#### DATA LINES
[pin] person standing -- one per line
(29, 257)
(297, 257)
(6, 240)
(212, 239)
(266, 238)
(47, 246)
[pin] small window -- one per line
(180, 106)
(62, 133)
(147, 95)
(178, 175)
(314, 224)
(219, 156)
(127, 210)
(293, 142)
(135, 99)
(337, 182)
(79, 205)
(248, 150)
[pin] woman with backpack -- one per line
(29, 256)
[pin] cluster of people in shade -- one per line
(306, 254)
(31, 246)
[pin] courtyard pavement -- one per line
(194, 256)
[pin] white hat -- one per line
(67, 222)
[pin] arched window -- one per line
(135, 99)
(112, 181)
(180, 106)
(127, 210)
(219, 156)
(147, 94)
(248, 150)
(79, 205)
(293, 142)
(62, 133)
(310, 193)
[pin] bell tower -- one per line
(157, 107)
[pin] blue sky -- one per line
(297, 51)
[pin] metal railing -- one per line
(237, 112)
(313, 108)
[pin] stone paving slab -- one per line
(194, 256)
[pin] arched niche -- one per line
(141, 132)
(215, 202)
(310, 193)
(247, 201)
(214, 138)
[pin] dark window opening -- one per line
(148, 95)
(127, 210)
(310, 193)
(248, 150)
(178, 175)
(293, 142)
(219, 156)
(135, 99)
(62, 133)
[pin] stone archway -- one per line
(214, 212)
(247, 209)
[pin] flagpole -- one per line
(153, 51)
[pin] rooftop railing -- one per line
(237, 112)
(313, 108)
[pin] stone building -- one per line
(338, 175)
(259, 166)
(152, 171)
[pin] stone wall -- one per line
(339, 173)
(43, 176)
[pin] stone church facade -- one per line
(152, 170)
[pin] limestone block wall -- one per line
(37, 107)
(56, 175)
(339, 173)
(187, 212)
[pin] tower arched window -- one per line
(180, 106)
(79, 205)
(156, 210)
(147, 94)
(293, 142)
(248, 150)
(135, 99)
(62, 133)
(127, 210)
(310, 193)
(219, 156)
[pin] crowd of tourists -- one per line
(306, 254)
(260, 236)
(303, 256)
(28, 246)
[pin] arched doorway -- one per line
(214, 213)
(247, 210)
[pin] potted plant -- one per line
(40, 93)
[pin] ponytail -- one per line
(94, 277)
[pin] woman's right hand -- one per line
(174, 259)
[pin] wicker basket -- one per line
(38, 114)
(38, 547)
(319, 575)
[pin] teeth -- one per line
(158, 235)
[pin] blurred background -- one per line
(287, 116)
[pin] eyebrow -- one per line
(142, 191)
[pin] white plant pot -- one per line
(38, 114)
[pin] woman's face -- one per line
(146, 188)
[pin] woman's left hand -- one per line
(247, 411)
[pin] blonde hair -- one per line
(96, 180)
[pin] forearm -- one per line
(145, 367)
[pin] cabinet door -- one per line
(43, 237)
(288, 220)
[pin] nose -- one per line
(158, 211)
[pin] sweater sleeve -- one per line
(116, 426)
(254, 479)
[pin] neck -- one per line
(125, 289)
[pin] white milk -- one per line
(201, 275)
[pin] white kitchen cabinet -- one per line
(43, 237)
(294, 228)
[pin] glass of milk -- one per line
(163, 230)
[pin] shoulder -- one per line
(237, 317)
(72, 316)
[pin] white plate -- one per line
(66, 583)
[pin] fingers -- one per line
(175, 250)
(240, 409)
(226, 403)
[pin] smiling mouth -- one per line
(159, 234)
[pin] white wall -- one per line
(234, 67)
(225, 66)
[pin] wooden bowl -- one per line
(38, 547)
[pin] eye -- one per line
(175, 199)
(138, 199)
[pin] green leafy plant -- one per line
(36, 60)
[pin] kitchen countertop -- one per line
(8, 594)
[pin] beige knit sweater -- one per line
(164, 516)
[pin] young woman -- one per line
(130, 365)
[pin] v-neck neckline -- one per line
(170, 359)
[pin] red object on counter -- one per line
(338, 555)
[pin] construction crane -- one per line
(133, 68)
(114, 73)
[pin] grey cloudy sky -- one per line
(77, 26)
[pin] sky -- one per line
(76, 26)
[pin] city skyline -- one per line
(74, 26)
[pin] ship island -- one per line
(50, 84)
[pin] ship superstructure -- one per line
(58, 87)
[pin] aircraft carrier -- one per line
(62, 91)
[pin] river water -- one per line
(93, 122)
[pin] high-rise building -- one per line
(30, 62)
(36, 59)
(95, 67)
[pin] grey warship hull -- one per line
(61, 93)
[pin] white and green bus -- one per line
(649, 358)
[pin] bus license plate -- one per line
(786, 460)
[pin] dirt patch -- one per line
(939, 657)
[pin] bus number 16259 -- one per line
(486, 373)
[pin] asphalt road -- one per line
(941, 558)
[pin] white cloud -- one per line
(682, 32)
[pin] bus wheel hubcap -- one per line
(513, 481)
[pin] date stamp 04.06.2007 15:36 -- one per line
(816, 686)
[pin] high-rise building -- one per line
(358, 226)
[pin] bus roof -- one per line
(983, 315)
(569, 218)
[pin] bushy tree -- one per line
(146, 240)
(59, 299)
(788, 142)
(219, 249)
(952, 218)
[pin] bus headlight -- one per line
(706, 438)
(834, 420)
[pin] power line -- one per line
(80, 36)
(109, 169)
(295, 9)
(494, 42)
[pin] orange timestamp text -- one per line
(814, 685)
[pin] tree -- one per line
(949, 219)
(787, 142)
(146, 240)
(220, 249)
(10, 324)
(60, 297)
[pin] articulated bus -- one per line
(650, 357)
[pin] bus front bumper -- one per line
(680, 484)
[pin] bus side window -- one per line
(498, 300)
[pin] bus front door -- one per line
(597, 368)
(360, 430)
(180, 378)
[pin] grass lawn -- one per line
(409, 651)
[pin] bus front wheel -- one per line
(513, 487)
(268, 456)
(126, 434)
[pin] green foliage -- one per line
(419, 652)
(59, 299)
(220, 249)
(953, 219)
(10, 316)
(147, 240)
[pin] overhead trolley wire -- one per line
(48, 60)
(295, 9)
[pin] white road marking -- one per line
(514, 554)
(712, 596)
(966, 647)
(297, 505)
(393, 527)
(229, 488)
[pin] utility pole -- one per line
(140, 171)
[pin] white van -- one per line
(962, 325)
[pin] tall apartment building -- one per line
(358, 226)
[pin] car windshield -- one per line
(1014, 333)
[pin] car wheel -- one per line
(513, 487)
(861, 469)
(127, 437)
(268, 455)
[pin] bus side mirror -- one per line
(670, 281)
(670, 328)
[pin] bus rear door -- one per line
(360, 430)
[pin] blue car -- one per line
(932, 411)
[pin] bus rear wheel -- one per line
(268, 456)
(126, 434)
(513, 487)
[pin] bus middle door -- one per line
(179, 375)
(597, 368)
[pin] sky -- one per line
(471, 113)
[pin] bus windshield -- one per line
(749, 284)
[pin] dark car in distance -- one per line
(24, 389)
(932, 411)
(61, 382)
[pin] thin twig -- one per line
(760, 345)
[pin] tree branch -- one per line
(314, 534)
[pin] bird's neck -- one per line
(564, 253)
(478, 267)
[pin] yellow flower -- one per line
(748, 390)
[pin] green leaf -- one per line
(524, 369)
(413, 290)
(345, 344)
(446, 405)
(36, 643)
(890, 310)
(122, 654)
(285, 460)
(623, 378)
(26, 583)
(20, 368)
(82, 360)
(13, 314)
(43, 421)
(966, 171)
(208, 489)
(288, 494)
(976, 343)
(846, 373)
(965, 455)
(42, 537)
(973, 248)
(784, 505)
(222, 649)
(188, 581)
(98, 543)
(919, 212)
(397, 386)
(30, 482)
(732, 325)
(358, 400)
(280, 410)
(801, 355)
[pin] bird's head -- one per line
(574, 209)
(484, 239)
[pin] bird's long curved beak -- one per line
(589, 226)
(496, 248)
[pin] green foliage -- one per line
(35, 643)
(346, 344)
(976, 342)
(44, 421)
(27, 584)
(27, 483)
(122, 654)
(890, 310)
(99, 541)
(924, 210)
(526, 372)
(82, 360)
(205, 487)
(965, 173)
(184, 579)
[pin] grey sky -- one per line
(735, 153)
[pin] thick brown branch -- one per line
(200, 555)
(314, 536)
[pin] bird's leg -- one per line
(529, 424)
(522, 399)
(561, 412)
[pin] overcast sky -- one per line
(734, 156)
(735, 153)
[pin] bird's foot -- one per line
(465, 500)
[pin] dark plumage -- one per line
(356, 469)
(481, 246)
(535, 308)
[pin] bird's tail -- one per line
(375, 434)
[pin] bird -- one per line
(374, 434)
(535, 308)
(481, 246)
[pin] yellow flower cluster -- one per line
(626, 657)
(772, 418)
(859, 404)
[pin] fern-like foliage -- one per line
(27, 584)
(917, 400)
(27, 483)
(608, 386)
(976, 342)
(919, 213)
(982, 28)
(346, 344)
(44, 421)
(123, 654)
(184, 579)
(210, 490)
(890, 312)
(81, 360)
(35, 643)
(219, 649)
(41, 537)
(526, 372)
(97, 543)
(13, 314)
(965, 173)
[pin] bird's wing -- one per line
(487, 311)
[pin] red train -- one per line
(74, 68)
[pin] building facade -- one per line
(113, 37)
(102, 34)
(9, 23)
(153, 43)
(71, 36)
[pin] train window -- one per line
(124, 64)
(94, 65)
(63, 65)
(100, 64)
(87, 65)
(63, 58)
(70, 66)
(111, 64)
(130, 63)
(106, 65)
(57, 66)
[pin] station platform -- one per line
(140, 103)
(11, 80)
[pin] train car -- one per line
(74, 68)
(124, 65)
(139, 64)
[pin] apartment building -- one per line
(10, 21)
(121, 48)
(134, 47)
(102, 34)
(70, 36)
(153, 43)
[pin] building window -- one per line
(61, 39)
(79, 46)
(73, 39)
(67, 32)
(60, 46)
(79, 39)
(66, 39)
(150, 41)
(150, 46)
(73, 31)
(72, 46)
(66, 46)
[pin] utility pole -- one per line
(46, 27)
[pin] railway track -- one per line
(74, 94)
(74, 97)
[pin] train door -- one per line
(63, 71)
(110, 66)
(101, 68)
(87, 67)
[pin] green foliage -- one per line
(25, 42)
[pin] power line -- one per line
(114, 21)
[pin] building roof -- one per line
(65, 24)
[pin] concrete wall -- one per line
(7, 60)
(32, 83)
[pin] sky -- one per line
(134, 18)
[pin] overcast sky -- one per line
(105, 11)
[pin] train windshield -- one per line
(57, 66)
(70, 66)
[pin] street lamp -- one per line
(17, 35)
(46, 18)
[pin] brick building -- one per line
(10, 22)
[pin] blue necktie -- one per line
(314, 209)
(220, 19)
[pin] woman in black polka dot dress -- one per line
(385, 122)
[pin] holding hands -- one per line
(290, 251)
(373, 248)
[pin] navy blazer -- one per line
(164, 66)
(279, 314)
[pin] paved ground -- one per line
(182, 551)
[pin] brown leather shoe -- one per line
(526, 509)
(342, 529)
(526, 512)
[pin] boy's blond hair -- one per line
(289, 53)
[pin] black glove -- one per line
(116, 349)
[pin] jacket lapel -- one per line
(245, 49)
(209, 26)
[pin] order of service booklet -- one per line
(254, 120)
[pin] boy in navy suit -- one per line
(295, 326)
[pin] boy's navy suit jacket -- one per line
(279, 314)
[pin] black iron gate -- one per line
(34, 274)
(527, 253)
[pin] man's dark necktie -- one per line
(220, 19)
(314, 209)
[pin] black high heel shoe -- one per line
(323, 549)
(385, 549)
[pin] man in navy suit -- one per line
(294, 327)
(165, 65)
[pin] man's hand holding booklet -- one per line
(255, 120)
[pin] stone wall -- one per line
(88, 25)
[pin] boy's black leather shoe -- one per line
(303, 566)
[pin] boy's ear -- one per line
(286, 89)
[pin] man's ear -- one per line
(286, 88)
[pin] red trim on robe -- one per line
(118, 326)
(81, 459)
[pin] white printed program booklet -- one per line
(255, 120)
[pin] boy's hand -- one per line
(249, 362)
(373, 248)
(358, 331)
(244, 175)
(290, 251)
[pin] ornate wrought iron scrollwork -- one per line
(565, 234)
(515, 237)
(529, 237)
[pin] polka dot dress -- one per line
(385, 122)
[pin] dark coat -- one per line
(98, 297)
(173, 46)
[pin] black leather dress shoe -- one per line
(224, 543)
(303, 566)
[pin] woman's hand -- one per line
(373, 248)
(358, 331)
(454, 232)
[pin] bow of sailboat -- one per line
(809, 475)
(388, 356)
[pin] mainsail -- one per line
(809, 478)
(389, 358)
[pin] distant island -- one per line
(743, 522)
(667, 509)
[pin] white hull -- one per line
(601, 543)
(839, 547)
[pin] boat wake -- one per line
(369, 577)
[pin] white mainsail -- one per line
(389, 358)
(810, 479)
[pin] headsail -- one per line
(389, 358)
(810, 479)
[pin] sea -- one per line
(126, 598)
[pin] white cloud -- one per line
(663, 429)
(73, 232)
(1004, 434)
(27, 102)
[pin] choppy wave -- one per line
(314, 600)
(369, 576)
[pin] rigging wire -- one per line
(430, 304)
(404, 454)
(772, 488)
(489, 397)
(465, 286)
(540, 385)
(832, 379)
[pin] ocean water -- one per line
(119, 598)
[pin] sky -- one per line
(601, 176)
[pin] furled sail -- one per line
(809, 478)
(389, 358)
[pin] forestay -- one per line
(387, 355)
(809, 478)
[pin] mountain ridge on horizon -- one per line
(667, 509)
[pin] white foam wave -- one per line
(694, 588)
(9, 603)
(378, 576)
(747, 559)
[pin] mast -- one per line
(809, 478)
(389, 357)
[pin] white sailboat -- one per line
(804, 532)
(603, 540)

#### WRITTEN REQUEST
Give back exactly the lines that run from the line with "[pin] boy's ear -- one per line" through the close of the material, counting both ends, and nothing more.

#### EXPECTED ANSWER
[pin] boy's ear -- one per line
(286, 89)
[pin] man's ear -- one per line
(286, 88)
[pin] red trim on robe -- one per line
(118, 326)
(81, 459)
[pin] white printed program booklet -- one per line
(255, 120)
[pin] boy's hand -- one per line
(249, 362)
(373, 248)
(358, 331)
(244, 175)
(290, 251)
[pin] ornate wrought iron scrollwork -- one per line
(565, 234)
(515, 237)
(529, 237)
[pin] polka dot dress -- one per line
(385, 122)
[pin] dark coat -- one per line
(98, 297)
(173, 46)
[pin] black leather dress shoe -- one per line
(224, 543)
(303, 566)
[pin] woman's hand -- one per line
(373, 248)
(358, 331)
(454, 232)
[pin] bow of sailboat -- one per line
(809, 475)
(388, 356)
[pin] mainsail -- one per line
(809, 478)
(389, 358)
[pin] distant island -- one per line
(743, 522)
(667, 509)
[pin] white hull -- one per line
(601, 543)
(839, 547)
[pin] boat wake -- one per line
(369, 577)
[pin] white mainsail -- one per line
(389, 358)
(810, 479)
[pin] headsail -- one per line
(389, 358)
(810, 479)
[pin] sea -- one per line
(126, 598)
[pin] white cloud -- one per line
(663, 429)
(73, 232)
(1004, 434)
(27, 102)
[pin] choppy wave -- one per line
(314, 600)
(369, 576)
[pin] rigging wire -- one per line
(430, 304)
(404, 454)
(772, 488)
(489, 397)
(465, 286)
(540, 385)
(832, 379)
[pin] ocean water -- one per line
(119, 598)
[pin] sky -- one per line
(601, 176)
[pin] furled sail -- one per line
(809, 478)
(389, 358)
[pin] forestay -- one per line
(387, 355)
(809, 478)
[pin] mountain ridge on horizon -- one per line
(667, 509)
[pin] white foam wave -- one per line
(694, 588)
(9, 603)
(378, 576)
(747, 559)
[pin] mast -- one per line
(809, 478)
(389, 357)
[pin] white sailboat -- one per line
(804, 532)
(603, 540)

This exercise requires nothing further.